┌─ THE INPUT

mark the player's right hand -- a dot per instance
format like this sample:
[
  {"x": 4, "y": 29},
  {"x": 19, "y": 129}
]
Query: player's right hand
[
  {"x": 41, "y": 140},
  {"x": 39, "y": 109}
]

└─

The answer consists of every entry, returned exactly.

mark the player's right hand -- a dot per instance
format like this sample:
[
  {"x": 4, "y": 29},
  {"x": 19, "y": 129}
]
Query: player's right hand
[
  {"x": 41, "y": 140},
  {"x": 39, "y": 109}
]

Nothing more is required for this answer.